8.            Par lettre du 16 avril 2024, M. A______ a formé opposition contre cette décision devant le Tribunal administratif de première instance (ci-après : le tribunal).

9.            M. A______ a été dûment convoqué pour l'audience du 26 avril 2024 le tribunal.

10.         Lors de l'audience du 26 avril 2024, M. A______ a indiqué que cela faisait 18 ans qu’il était en Suisse et qu’il n’avait pas d'autre endroit où aller. Il ne s’était pas conformé à la décision de renvoi ni aux interdictions d'entrée en Suisse dont il faisait l'objet et ne savait pas s’il allait le faire. Il a indiqué qu’il s’était opposé à l'ordonnance pénale du 6 avril 2024, notamment au vu de la peine qui lui avait été infligée. Il reconnaissait séjourner illégalement en Suisse et s'être introduit sans droit dans une propriété privée. Il habitait dans un ancien squat; ils étaient plusieurs à louer cette maison à la ville de Genève. Il bénéficiait des prestations de l'Hospice général depuis deux ans, soit l'aide d'urgence. Précédemment, il avait réalisé de petits boulots. Il avait un projet de mariage avec Madame B______ : ils étaient inscrits à la mairie de C______ mais ils n'avaient pas fait d'autres démarches car ils attendaient que la situation de Mme B______ s'améliorât, cette dernière étant sans travail actuellement. Il n’avait pas de document d'identité, son passeport était en mains « de l'office des migrations ». Il avait de la famille en Algérie mais n'avait plus de contact avec elle. Son frère et sa famille habitaient à D______. Il n’avait pas répondu à la police lors de son audition du 6 avril 2024 car c’était toujours les mêmes questions qui lui étaient posées. Il avait demandé aux autorités algériennes la délivrance d'un passeport en urgence afin de pouvoir se marier; il avait également réuni les documents nécessaires, notamment un acte de naissance. Il n’avait pas encore demandé d'autorisation de séjour en vue de mariage. Il était bénévole au E______ où des repas étaient servis; il y travaillait de 10h00 à 14h30. Après il jouait à la pétanque ou au ping-pong. Il n’avait pas de souci de consommation d'alcool. Il a déposé copie de la demande en vue de mariage.

====

CONSIGNE DONNÉE 1: D'après l'extrait à lire, depuis combien d'années M. A______ déclarait-il être en Suisse ?

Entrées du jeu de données
====

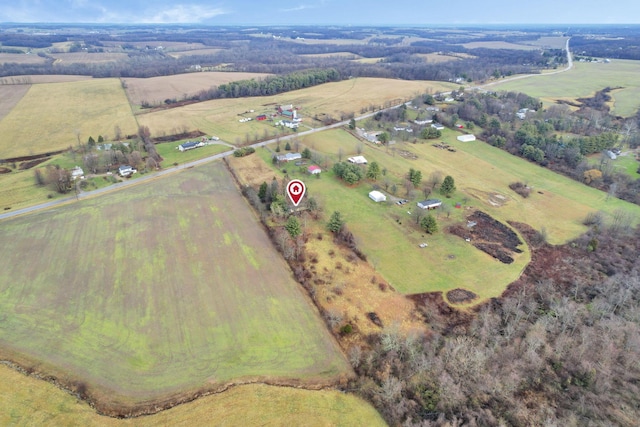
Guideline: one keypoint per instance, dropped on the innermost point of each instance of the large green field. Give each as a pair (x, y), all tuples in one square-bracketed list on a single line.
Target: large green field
[(52, 116), (27, 401), (482, 174), (164, 289), (584, 80)]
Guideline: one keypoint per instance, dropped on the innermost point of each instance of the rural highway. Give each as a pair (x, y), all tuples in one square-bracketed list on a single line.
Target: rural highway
[(526, 76), (146, 178), (142, 179)]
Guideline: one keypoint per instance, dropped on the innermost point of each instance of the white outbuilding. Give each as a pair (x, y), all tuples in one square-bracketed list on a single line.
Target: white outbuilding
[(377, 196)]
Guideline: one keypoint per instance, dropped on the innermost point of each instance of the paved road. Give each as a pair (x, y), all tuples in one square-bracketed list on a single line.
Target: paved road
[(146, 178)]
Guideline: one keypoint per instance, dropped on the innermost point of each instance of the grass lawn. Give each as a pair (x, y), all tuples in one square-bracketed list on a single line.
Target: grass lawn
[(28, 401), (170, 153), (625, 163), (584, 80), (54, 116), (162, 289), (220, 117), (482, 174)]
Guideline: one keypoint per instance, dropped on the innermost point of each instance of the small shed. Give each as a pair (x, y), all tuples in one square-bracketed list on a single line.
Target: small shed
[(377, 196), (358, 160), (429, 204), (289, 157), (466, 138), (314, 170)]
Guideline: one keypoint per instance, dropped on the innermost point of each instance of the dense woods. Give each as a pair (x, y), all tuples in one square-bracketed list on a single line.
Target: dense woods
[(561, 348)]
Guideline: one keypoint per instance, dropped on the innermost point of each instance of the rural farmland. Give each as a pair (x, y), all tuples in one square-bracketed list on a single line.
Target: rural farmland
[(483, 174), (63, 115), (188, 295)]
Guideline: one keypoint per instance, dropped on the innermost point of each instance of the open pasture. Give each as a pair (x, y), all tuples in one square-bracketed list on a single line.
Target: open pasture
[(584, 80), (55, 116), (499, 45), (220, 117), (11, 95), (157, 292), (21, 58), (155, 90), (87, 57), (28, 401)]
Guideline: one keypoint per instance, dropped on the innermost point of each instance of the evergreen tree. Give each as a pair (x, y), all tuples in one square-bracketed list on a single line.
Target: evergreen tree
[(293, 227), (262, 192), (429, 224), (448, 186), (335, 222)]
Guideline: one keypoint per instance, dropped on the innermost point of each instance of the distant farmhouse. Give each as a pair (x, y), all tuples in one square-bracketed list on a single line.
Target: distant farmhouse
[(190, 145), (358, 160), (314, 170), (429, 204), (287, 111), (466, 138)]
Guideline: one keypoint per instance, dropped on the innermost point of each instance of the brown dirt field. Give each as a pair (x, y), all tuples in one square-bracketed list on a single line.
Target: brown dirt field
[(490, 236), (156, 89), (251, 170), (87, 58), (345, 285), (10, 96), (18, 58), (460, 296)]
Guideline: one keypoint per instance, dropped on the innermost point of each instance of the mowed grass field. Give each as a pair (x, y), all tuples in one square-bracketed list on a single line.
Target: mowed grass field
[(584, 80), (26, 401), (155, 90), (160, 290), (482, 174), (220, 117), (52, 116)]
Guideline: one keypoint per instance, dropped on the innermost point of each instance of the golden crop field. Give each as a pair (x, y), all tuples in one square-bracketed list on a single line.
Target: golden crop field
[(55, 116), (584, 80), (21, 58), (220, 117), (29, 401), (156, 89)]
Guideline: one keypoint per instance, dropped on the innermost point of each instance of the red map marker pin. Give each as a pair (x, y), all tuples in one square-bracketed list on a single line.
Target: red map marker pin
[(295, 190)]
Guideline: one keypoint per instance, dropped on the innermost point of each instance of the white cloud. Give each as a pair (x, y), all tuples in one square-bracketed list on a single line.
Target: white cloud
[(182, 13)]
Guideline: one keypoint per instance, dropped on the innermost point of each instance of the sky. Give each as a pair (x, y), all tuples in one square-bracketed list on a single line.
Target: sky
[(322, 12)]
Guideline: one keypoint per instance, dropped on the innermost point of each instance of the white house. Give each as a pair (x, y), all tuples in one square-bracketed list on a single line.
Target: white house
[(377, 196), (358, 160), (289, 157), (77, 172), (466, 138), (126, 170), (429, 204)]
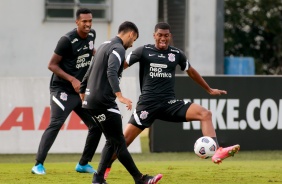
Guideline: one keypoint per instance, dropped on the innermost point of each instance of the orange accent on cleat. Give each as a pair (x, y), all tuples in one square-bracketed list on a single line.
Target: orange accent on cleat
[(223, 153), (107, 172)]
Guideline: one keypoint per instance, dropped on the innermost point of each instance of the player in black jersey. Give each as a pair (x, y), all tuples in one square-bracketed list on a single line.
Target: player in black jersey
[(69, 63), (99, 90), (157, 100)]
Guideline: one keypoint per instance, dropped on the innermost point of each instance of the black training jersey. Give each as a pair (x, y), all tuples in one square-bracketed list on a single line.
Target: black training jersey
[(157, 70), (76, 57), (101, 81)]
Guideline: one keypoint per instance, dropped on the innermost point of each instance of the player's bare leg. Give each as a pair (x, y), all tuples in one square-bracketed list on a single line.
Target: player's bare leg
[(197, 112), (130, 133)]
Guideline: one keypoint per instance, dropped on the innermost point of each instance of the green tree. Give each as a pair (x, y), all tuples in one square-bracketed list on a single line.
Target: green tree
[(254, 28)]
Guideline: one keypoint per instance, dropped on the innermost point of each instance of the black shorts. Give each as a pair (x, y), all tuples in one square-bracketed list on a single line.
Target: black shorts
[(169, 110)]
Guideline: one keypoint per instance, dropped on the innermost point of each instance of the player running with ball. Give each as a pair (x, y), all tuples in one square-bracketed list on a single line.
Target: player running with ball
[(157, 100)]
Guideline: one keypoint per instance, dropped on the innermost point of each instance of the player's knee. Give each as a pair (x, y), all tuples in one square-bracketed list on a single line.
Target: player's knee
[(206, 115)]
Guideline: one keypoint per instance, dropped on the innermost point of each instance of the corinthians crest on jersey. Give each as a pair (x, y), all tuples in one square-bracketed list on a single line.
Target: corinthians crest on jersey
[(171, 57)]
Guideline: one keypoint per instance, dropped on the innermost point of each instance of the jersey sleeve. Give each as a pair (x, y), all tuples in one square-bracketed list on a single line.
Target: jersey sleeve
[(134, 56), (63, 47), (184, 63), (115, 61)]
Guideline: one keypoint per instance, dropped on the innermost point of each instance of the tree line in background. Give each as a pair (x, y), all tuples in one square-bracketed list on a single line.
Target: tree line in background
[(253, 28)]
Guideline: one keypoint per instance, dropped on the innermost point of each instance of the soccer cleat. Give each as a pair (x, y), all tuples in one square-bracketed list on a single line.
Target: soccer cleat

====

CONSIGNE DONNÉE 2: Transcrivez à l'identique le passage des enregistrements qui va de la ligne contenant « of the soccer » jusqu'à la fin des enregistrements, bornes comprises.

RÉSULTAT OBTENU 1: Depuis 18 ans.

RÉSULTAT OBTENU 2:
Guideline: one keypoint per instance, dropped on the innermost point of each instance of the soccer cleat. Give each as a pair (x, y), all tuples in one square-bracketed list on a single line.
Target: soccer cleat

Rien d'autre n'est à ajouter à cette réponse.